*EXERCISE*. Give again, word for word, each line below starting at the one that contains "pin the dark soil ridge, one dot per instance" and ending at the one that contains "x=130, y=84".

Start of MATERIAL PROVIDED

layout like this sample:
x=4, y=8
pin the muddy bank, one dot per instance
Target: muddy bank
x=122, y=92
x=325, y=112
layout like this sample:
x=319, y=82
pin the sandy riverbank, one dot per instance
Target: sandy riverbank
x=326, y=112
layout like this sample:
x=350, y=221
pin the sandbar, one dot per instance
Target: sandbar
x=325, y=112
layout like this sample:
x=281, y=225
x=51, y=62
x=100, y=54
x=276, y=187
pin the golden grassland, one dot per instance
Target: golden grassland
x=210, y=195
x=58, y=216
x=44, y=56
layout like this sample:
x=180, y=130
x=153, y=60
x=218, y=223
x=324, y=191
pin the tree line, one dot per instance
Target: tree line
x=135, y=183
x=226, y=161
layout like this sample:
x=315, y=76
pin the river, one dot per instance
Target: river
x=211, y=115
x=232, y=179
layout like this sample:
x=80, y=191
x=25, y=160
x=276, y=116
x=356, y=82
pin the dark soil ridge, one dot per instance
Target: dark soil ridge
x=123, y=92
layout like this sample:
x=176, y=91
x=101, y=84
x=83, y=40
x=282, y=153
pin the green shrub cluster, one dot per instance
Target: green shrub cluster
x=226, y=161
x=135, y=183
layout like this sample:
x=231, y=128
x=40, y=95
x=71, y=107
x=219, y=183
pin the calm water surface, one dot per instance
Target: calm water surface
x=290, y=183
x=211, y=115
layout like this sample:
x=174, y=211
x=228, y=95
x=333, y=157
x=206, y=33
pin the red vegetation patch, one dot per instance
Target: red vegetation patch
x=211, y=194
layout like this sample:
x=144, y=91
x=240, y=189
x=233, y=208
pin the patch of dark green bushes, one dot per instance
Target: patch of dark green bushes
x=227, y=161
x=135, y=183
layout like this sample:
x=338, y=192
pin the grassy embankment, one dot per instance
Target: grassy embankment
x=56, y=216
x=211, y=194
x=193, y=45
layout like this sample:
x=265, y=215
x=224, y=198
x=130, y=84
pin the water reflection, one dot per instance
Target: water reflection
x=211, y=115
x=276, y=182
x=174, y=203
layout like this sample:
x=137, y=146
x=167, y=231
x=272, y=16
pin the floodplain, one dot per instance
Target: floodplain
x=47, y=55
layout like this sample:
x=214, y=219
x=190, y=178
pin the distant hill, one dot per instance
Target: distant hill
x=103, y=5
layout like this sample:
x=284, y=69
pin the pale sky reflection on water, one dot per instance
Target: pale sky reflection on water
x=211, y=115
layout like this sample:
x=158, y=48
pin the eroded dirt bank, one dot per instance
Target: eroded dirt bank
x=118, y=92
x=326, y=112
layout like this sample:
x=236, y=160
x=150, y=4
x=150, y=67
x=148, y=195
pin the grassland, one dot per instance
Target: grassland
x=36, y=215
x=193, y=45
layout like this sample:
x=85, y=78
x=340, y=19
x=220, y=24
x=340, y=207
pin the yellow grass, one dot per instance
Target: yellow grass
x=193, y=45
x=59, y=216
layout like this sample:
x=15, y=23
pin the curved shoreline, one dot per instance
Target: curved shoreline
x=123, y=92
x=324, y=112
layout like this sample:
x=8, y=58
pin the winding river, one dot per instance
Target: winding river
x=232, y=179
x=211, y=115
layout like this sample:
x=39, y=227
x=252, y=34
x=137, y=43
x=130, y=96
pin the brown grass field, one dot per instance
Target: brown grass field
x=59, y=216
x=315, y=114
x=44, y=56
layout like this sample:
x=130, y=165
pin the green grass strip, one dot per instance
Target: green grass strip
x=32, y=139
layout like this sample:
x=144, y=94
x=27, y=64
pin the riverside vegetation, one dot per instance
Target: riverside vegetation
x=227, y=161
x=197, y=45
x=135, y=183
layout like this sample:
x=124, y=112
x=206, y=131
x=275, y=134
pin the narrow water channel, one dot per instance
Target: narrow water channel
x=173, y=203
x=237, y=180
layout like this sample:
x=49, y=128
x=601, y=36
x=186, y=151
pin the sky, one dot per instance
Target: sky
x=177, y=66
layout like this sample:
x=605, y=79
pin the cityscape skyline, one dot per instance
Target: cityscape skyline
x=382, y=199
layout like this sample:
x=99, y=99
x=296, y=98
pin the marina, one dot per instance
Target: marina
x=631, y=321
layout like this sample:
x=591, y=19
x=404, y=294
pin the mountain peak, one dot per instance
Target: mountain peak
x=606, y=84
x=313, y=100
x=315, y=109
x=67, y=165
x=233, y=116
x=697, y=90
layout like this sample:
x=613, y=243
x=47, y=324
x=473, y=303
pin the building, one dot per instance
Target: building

End of MATERIAL PROVIDED

*SOLVED EXERCISE*.
pin the dark soil ridge, one dot per instance
Target: dark soil ridge
x=123, y=92
layout like this sample:
x=176, y=91
x=101, y=84
x=83, y=40
x=282, y=153
pin the green shrub cluster, one dot per instance
Target: green shrub cluster
x=226, y=161
x=135, y=183
layout like this sample:
x=231, y=128
x=40, y=95
x=71, y=107
x=219, y=183
pin the calm water surface, one dot per instance
Target: calm water surface
x=290, y=183
x=211, y=115
layout like this sample:
x=174, y=211
x=228, y=95
x=333, y=157
x=206, y=33
pin the red vegetation patch, one dot per instance
Target: red vegetation patch
x=211, y=194
layout like this sample:
x=144, y=91
x=240, y=189
x=233, y=208
pin the patch of dark green bushes, one dot per instance
Target: patch of dark green bushes
x=227, y=161
x=135, y=183
layout like this sample:
x=338, y=192
pin the grassy embankment, one dot per instance
Target: grassy embankment
x=56, y=216
x=211, y=194
x=193, y=45
layout like this sample:
x=265, y=215
x=224, y=198
x=130, y=84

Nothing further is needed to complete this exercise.